* start TEXT SHOWN *

Of these inferior relations, some are more important to our happiness than others. Thus, a man’s peace is not so much destroyed by having a worthless servant or by meeting with a reverse of fortune as by having a wicked son or a false friend. Whilst the circumstances belonging to the more important relations of life continue favorable, adverse ones in the less important can be easily supported. But one unfavorable circumstance in the closer and nearer relations will often cast its own dark shadow over a uniform prosperity in all the lower relations. We find that this is the case in the temporary relations of this world, and it is so also in the first and highest relation. A man can generally escape from what is painful in this world’s relations. He can leave his country and whatever it contains if he does not like it, or if he cannot do this, he knows that a few years must free him from oppressive rule, from bad health, from unkind friends, and from all other evils peculiar to this life. The thought of a near deliverance is a powerful mitigator of affliction. There are many hours too, in which he may withdraw himself from his circumstances of sorrow, and then he may have some repose. But if the circumstances of his chief relation, his state before God, be favorable, then, even in the midst of the most overwhelming of this world’s calamities, he is an enviable man. There may be and will be, in spite of occasional eclipses, a deep substantial peace within him, the reflected image of the Sun of Righteousness. He does not look on passing events as the channels of joy or sorrow but as the indications of his gracious Father’s will calling him to the exercise of faith and love, those holy principles in the perfection of which consists the perfection of happiness, he hath a refuge which the world sees not and into it he flees and is safe. He can even rejoice in tribulations whilst he thinks of “the man of sorrows” and of the exceeding and eternal weight of glory, which is wrought out by these light afflictions, which are but for a moment, he looks forward to the glorious morning of the eternal sabbath, and he feels that he is free and happy forever.

* end TEXT SHOWN *

* **STATED TASK 1**
In the passage on happiness and life's relations, what is called a powerful mitigator of affliction?
* **STATED TASK 2**
Carry on the passage about happiness and life's relations, picking up right after its last sentence.
The material placed after this passage has no role here.

* start RECORDS PROVIDED *

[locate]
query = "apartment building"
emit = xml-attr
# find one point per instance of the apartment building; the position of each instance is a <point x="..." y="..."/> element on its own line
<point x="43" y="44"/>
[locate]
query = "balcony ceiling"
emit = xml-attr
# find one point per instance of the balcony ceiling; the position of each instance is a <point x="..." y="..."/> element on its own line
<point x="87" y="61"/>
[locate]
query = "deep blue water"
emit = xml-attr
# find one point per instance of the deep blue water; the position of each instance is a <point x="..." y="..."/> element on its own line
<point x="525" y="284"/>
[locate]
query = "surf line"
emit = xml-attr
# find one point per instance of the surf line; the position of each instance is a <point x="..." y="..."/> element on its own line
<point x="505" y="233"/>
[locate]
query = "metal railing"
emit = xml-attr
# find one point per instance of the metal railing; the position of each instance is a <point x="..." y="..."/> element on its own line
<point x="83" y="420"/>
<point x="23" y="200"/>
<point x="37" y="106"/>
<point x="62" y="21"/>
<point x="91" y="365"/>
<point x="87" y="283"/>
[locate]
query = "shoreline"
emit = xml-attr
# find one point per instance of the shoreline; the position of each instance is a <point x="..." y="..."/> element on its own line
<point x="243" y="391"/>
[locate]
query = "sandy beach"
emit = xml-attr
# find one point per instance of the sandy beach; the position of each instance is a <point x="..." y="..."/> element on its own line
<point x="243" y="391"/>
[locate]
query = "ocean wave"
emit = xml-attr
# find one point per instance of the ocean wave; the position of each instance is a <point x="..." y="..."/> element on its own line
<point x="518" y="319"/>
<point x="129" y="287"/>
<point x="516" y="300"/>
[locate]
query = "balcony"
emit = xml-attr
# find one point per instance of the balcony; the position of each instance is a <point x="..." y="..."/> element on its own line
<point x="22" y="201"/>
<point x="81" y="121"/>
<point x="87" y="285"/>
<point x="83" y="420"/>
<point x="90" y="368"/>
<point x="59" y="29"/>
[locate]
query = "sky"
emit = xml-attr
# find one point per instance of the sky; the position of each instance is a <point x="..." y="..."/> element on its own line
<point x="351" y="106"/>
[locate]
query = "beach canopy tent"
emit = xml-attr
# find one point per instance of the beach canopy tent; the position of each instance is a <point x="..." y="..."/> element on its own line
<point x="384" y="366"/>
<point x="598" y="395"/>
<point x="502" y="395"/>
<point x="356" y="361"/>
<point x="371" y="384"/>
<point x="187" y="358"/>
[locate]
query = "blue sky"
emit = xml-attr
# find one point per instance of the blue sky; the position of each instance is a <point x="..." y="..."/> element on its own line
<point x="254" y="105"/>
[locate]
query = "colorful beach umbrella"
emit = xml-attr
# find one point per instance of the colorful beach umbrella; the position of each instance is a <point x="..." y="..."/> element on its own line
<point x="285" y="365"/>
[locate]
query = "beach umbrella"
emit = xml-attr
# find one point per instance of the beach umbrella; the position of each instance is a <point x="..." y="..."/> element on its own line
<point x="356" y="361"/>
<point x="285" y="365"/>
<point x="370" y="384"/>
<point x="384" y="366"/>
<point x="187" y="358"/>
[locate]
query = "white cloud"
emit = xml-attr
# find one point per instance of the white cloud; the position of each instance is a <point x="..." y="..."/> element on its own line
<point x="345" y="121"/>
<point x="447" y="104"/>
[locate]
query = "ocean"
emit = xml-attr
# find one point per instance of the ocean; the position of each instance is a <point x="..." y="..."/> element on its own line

* end RECORDS PROVIDED *

* **EXERCISE ANSWER 1**
The thought of a near deliverance.

* **EXERCISE ANSWER 2**
But if the circumstances of this highest relation be wrong, all is wrong. They may be wrong and often are without being felt to be so. There are many who have not set down their relation to God in the list of their relations, who have never regarded his favor or displeasure as circumstances of their condition and who have never looked into eternity as their own vast, untried dwelling-place, destined to be either their heaven or their hell. And yet this is the chief relation and these are the chief circumstances of their being. The very root of the moral existence of such persons is dead. Their circumstances are, in truth, most deplorable and their insensibility to pain from them arises from palsy, not from health. But in some, just so much animation remains that these mighty circumstances are felt to be unfavorable, and then they blacken existence and convert it into anguish. They poison every other relation and paralyze action in every other duty. Escape is impracticable. The only remedy lies in having these circumstances altered. But who can command these circumstances? Can man command them? A man who is happy as a father, or a friend, or a citizen will be found to fulfil the duties of those relations better than another equally conscientious who is unhappy in these relations—because the one will act cheerfully and from the heart, whilst the other acts from the less lively principle of a sense of propriety. And where there is no conscientiousness on either side, the man who is happy in those relations will fulfil the duties arising out of them, naturally so to speak, whilst the unhappy man will as naturally neglect them. Happiness in one leading relation will often cast its own cheerful glow on the less pleasing circumstances of lower relations and fill out the concomitant duties with its own life and vigor.

Of what immense moment then must it be to have the circumstances of our highest relation, that in which we stand to our Creator favorable and happy! This would be purifying the fountain and all the streams would be pure. This would be healing the root and all the branches would be good fruit. But we must again return to that most important and critical interrogation, who can command these circumstances? Who can give a man happiness in the full view of all his relations?

There is nothing absurd in saying, “Command the circumstances of a man, and you command his character,” but there is a strange absurdity in supposing that any power short of omnipotence can command these circumstances because the chief of our relations is that in which we stand towards him who is omnipotent. God alone can command these circumstances: no one but God has authority to say that our offences and failures in that relation are forgiven—that a full satisfaction has been made on our behalf to the broken laws of the universal government—that the gates of the family of God are thrown open to us and that we are invited every moment to speak to him as to a Father and lean upon him as on an almighty and faithful and tender friend—and that the unending duration to which we are advancing is safe and peaceful, full of bliss and full of glory. The circumstances of that highest relation have been most particularly and fully made known to us in the Bible that we might have happiness, even the joy of the Lord, which, if really attained by us, will supply strength for the cheerful, and affectionate and diligent performance of every duty springing from every relation in life and will be our comfort and hiding place in every sorrow.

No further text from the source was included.